→ Exercise data:
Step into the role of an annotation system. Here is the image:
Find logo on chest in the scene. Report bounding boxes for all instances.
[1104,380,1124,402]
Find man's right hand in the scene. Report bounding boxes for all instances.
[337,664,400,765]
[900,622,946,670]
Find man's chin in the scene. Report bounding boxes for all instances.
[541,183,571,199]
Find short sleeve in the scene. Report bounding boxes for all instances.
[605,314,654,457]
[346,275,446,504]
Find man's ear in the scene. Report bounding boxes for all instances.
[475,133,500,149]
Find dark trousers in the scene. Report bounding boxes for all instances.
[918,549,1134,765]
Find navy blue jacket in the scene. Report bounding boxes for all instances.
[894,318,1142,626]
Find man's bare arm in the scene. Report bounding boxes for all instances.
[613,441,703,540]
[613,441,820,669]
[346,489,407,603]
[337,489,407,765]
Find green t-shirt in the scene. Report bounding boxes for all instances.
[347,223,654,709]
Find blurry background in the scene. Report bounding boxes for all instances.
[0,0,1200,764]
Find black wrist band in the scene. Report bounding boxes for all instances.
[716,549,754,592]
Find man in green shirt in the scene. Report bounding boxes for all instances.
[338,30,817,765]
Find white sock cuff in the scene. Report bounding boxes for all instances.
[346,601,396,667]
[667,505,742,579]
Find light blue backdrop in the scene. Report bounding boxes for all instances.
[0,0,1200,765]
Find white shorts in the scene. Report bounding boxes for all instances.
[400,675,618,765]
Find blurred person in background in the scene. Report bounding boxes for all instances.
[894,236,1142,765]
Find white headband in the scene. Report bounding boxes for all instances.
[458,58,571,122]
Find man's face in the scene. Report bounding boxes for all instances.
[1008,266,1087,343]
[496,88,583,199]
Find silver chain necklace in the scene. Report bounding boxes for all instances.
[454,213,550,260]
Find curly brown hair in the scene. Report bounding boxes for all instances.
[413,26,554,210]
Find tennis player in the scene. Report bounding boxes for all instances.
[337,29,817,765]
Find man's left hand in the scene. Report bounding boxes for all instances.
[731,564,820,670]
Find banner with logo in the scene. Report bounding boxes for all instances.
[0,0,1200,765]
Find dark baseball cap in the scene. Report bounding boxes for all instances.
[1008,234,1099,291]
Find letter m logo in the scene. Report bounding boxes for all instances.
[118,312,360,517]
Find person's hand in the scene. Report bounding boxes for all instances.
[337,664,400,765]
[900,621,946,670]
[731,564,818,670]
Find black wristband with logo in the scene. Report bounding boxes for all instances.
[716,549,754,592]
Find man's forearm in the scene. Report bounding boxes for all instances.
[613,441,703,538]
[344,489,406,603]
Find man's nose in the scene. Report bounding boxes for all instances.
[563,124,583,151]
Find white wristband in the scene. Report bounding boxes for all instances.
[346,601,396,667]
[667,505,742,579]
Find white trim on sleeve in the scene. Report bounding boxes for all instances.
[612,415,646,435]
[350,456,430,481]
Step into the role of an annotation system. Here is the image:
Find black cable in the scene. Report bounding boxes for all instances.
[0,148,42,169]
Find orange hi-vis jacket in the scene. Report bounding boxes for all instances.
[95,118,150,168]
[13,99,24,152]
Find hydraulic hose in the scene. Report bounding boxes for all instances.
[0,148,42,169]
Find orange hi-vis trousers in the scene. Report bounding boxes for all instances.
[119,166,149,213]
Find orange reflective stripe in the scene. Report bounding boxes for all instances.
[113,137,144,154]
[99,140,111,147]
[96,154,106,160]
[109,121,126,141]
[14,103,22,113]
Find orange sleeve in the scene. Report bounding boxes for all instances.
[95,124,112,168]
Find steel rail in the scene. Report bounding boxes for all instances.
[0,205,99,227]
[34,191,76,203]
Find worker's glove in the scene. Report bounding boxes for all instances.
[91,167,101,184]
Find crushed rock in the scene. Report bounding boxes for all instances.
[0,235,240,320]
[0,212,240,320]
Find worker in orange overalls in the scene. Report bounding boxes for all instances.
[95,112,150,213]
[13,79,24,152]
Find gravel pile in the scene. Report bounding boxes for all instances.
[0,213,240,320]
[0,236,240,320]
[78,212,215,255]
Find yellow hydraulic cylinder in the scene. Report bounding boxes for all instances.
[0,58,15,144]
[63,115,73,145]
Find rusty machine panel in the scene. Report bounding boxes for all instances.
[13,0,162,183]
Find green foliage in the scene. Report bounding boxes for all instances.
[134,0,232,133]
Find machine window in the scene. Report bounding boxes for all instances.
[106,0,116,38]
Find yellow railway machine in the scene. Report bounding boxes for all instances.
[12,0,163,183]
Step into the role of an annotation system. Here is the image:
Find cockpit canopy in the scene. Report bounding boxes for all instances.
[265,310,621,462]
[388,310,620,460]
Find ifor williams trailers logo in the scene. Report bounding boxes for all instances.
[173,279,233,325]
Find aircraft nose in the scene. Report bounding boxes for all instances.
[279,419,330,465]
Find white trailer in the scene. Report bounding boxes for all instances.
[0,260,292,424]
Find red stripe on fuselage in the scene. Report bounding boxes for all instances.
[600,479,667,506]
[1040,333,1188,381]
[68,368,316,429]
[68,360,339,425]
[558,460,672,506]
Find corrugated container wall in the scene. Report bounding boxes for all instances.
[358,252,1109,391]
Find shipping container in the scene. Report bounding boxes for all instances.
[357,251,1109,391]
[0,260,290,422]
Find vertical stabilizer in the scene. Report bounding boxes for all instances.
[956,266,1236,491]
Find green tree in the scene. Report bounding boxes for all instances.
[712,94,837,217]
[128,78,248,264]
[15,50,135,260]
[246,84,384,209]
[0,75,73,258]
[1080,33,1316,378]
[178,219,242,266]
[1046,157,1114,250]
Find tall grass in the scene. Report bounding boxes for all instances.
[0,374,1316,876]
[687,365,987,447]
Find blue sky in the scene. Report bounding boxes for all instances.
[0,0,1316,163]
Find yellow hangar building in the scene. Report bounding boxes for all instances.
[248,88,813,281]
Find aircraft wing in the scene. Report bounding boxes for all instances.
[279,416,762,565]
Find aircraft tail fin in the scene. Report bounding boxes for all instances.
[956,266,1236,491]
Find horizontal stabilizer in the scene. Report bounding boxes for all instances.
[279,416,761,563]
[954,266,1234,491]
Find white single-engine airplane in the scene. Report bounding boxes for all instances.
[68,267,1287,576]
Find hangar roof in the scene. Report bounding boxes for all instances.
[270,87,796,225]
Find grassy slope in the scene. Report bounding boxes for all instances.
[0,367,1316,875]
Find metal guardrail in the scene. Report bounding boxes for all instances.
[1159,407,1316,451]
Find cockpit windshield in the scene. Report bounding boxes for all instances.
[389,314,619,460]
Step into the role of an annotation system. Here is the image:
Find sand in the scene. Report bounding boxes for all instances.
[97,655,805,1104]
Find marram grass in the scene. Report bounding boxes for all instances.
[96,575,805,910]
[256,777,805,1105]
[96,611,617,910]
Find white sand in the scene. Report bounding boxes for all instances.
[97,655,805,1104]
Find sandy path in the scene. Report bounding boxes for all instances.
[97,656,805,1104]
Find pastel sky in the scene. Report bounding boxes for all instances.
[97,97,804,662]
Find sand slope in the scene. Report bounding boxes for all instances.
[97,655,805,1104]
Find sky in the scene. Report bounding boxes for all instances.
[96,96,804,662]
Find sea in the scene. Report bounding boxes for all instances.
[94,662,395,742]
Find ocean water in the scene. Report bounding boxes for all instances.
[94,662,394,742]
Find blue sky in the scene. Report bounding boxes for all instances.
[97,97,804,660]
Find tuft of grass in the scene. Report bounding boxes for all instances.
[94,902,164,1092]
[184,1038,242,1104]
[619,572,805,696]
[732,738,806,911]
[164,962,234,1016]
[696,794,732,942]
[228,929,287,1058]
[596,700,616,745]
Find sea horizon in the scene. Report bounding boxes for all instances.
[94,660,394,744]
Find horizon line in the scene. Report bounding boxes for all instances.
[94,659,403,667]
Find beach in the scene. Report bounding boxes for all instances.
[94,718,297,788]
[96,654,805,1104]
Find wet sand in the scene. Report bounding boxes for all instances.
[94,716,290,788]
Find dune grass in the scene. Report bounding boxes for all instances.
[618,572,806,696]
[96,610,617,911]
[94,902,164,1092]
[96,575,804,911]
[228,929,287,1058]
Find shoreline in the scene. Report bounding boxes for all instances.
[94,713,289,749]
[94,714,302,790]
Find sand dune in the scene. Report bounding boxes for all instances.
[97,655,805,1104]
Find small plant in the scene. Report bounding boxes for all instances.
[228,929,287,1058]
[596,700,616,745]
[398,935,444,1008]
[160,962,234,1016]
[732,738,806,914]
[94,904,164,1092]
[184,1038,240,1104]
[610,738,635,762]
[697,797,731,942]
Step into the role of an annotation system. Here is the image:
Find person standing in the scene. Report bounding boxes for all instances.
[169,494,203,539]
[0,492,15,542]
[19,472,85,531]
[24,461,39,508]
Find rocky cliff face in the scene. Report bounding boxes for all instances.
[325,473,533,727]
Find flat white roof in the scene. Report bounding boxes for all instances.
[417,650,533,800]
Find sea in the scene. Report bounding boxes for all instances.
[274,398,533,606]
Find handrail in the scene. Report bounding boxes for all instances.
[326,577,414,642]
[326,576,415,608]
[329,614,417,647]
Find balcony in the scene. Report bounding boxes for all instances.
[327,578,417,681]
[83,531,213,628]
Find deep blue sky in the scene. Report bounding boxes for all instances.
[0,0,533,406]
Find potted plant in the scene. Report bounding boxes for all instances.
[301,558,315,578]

→ What this task involves: Recast the lines between the one holding "Find light blue" and the one holding "[13,99,24,152]", inclusive, as a Markdown table with the columns Row and Line. Number each row and leave out any blank lines.

→ Response to the exercise:
| Row | Line |
|---|---|
| 1 | Find light blue backdrop in the scene. Report bounding boxes for all instances. |
| 2 | [0,0,1200,765] |
| 3 | Find white shorts in the scene. Report bounding boxes for all instances. |
| 4 | [400,675,618,765] |
| 5 | Find blurred person in background in the scene. Report bounding boxes for all instances. |
| 6 | [894,236,1142,765] |
| 7 | Find white headband in the scene. Report bounding boxes for all instances. |
| 8 | [458,58,571,122] |
| 9 | Find man's face in the scene. Report bounding boxes for all instances. |
| 10 | [1008,266,1087,343] |
| 11 | [496,88,583,199] |
| 12 | Find silver chain necklace in the scene. Report bounding boxes for all instances. |
| 13 | [454,213,550,260] |
| 14 | Find curly brown hair in the scene. Report bounding boxes for all instances. |
| 15 | [413,26,554,210] |
| 16 | Find tennis player in the scene. Report bounding boxes for all instances. |
| 17 | [337,29,817,765] |
| 18 | Find man's left hand in the scene. Report bounding boxes for all instances. |
| 19 | [731,564,820,670] |
| 20 | Find banner with logo in the scene. Report bounding boxes for all instances. |
| 21 | [0,0,1200,765] |
| 22 | Find dark baseball cap in the scene. Report bounding boxes for all instances. |
| 23 | [1008,234,1099,291] |
| 24 | Find letter m logo in the scene. Report bounding boxes for all instances. |
| 25 | [118,312,360,517] |
| 26 | Find person's hand in the scene. Report bounding boxes for all instances. |
| 27 | [337,664,400,765] |
| 28 | [900,621,946,670] |
| 29 | [731,564,818,670] |
| 30 | Find black wristband with logo in the scene. Report bounding boxes for all instances. |
| 31 | [716,549,754,592] |
| 32 | Find man's forearm in the scene. Report bounding boxes for all instances. |
| 33 | [613,441,703,538] |
| 34 | [344,489,406,603] |
| 35 | Find man's nose in the scene. Report bounding boxes for all instances. |
| 36 | [563,124,583,151] |
| 37 | Find white wristband in the scene. Report bounding boxes for all instances. |
| 38 | [346,601,396,667] |
| 39 | [667,505,742,579] |
| 40 | Find white trim on sleeve in the scene. Report bounding boxes for all instances. |
| 41 | [612,415,646,435] |
| 42 | [350,456,430,481] |
| 43 | Step into the role of an annotation system. Here is the image: |
| 44 | Find black cable in the scene. Report bounding boxes for all instances. |
| 45 | [0,148,42,169] |
| 46 | Find orange hi-vis jacket in the scene. Report bounding boxes for all instances. |
| 47 | [95,118,150,168] |
| 48 | [13,99,24,152] |